■ **Image annotation data**:

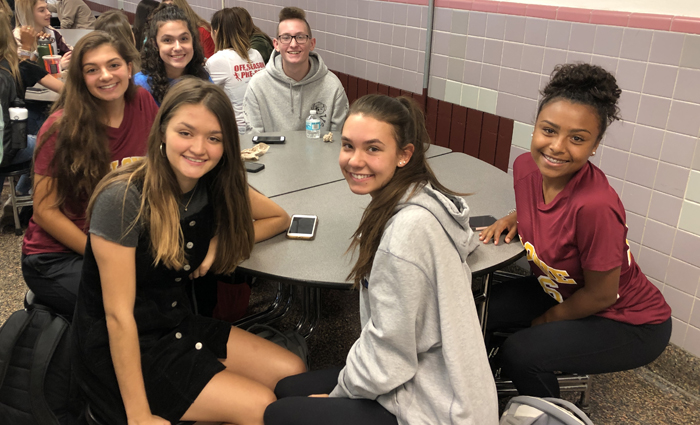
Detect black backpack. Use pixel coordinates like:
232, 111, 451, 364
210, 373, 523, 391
0, 305, 75, 425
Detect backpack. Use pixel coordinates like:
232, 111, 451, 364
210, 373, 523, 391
0, 305, 75, 425
248, 324, 309, 370
499, 395, 593, 425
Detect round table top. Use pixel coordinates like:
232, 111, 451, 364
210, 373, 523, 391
240, 151, 524, 289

■ **TO DO**:
Please reproduce the listing above line for line, offsetting every bounding-box coordinate in its answers by adding 125 while leaving all other lines and figures as they are. Omit the pictures.

■ **WRITTEN ANSWER**:
Detect black backpack. Use pixel coordinates like:
232, 111, 451, 364
210, 373, 523, 391
125, 430, 200, 550
Detect backpack. Use pixel coordinates like:
232, 111, 451, 364
210, 373, 523, 391
125, 430, 200, 550
373, 449, 434, 495
624, 520, 718, 550
Detect round table top. Use pixel coordinates like:
232, 111, 451, 364
210, 373, 523, 391
365, 276, 649, 414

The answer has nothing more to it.